| DATA TO PROCESS |
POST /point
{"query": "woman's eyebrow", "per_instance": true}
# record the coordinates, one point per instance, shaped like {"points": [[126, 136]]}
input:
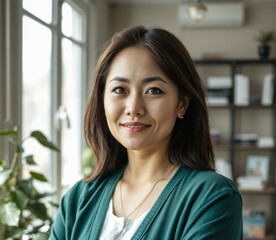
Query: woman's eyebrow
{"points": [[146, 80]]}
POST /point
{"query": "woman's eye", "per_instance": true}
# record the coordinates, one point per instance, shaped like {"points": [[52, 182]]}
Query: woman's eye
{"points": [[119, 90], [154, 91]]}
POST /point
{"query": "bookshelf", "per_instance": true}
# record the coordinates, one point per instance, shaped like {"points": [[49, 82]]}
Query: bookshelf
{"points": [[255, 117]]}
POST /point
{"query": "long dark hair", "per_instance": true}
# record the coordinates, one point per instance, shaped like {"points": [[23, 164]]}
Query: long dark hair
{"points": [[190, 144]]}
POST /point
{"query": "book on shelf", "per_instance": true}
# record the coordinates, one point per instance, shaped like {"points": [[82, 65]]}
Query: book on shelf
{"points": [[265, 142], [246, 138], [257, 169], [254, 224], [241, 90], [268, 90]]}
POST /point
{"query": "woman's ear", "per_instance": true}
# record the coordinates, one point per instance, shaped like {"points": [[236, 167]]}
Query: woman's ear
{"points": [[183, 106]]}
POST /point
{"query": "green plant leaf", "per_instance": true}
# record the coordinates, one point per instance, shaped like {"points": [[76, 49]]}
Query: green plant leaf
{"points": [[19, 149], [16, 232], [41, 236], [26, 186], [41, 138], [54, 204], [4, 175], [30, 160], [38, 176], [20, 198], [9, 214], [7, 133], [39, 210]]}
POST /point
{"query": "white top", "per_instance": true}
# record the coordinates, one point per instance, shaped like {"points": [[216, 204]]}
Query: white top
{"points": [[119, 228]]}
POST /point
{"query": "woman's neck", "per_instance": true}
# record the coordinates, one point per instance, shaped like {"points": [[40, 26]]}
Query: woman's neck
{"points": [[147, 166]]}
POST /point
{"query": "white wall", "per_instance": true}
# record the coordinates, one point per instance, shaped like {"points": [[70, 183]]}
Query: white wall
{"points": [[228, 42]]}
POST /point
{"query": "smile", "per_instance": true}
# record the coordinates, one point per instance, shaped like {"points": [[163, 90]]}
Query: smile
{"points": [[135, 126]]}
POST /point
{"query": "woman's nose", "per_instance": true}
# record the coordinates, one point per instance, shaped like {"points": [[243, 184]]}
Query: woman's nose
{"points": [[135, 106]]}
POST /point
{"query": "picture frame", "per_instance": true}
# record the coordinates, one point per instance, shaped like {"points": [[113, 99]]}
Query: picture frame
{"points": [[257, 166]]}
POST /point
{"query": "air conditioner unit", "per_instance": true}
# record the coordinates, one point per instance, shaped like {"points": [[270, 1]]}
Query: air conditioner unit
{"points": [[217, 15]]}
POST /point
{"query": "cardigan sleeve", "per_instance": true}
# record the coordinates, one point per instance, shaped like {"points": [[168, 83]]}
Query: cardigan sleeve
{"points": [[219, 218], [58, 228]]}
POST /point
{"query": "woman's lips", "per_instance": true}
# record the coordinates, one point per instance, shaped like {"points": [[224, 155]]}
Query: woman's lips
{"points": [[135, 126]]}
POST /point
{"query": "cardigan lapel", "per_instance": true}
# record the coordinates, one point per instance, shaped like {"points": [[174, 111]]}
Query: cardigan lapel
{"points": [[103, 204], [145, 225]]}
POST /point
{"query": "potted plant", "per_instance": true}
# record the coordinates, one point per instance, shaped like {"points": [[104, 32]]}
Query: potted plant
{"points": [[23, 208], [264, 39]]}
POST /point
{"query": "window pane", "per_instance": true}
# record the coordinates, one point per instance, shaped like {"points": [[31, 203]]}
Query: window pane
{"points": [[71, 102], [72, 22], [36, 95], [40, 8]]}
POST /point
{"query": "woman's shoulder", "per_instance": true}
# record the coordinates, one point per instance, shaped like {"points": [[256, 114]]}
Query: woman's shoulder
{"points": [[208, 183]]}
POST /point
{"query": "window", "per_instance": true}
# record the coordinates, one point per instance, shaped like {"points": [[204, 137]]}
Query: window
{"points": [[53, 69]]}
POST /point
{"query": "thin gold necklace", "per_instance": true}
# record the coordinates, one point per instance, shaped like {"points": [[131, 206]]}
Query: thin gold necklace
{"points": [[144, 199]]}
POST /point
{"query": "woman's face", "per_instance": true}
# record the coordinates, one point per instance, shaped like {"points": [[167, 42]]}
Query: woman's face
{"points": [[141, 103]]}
---
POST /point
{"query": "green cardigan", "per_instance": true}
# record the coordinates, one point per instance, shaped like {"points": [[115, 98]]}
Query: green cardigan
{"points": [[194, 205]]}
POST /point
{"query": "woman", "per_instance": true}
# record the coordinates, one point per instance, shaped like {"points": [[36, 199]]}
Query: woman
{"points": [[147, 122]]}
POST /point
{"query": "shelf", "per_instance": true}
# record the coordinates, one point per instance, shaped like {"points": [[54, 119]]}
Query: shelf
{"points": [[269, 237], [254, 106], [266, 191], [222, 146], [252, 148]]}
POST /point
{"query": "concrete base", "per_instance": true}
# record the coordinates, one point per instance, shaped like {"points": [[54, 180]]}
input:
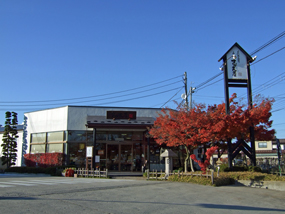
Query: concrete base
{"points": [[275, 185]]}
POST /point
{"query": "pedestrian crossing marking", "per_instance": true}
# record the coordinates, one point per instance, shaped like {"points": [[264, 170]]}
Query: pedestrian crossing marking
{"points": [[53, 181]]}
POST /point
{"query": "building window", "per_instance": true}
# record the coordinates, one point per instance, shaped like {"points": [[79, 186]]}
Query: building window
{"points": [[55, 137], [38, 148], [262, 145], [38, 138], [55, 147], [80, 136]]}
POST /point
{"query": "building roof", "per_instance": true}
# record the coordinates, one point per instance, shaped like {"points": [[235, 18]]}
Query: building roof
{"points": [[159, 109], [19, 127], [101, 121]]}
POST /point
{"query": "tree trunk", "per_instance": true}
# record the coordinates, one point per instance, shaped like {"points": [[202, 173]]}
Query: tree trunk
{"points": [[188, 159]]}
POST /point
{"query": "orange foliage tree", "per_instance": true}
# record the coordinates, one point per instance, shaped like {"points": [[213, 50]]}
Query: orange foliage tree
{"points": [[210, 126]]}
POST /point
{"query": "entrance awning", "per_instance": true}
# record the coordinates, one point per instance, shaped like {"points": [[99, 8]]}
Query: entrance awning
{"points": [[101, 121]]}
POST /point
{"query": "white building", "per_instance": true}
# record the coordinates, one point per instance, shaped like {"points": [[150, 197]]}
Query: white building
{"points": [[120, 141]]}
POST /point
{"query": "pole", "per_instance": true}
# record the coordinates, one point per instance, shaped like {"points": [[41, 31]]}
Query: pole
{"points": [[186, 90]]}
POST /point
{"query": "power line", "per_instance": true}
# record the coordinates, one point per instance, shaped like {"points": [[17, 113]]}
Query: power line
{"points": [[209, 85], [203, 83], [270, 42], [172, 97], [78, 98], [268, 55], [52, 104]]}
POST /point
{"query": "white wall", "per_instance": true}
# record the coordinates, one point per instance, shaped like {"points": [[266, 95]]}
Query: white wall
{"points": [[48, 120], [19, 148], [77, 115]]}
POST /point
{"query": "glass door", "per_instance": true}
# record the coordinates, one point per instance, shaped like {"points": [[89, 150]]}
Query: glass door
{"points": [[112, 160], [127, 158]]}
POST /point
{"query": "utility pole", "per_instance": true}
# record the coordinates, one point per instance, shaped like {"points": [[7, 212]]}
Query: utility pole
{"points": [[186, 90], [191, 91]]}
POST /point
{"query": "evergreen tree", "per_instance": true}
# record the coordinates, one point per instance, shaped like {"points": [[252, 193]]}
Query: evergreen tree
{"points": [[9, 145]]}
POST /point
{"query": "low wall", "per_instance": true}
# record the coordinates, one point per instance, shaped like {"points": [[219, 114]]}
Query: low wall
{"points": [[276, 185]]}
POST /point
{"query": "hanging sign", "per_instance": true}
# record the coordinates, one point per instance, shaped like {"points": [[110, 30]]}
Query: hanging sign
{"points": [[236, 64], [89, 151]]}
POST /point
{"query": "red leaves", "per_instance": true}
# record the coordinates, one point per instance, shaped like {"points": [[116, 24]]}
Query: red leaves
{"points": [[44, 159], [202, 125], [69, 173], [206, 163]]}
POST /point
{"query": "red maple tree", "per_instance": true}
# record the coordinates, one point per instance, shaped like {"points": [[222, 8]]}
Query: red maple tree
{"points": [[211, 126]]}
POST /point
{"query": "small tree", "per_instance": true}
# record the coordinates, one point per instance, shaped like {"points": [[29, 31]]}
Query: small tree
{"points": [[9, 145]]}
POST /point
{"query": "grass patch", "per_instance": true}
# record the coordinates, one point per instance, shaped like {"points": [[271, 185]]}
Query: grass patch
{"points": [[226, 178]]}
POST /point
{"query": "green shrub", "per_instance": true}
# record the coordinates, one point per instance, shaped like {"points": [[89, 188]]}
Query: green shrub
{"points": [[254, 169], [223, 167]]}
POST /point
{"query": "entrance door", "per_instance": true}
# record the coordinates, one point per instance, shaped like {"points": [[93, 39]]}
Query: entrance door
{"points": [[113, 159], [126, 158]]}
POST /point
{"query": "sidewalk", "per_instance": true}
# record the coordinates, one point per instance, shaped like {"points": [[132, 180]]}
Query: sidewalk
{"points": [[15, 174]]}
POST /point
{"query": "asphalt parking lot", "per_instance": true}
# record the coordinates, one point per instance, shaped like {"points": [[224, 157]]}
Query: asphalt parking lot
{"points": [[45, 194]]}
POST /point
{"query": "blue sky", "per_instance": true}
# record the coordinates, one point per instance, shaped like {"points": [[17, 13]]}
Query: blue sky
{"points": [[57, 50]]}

| WORK REQUIRED |
Copy out every line of the records that contains the string "bookshelf". Case counts, so skip any line where it appears only with different capitalization.

| THE SOLUTION |
{"query": "bookshelf", "per_instance": true}
Query: bookshelf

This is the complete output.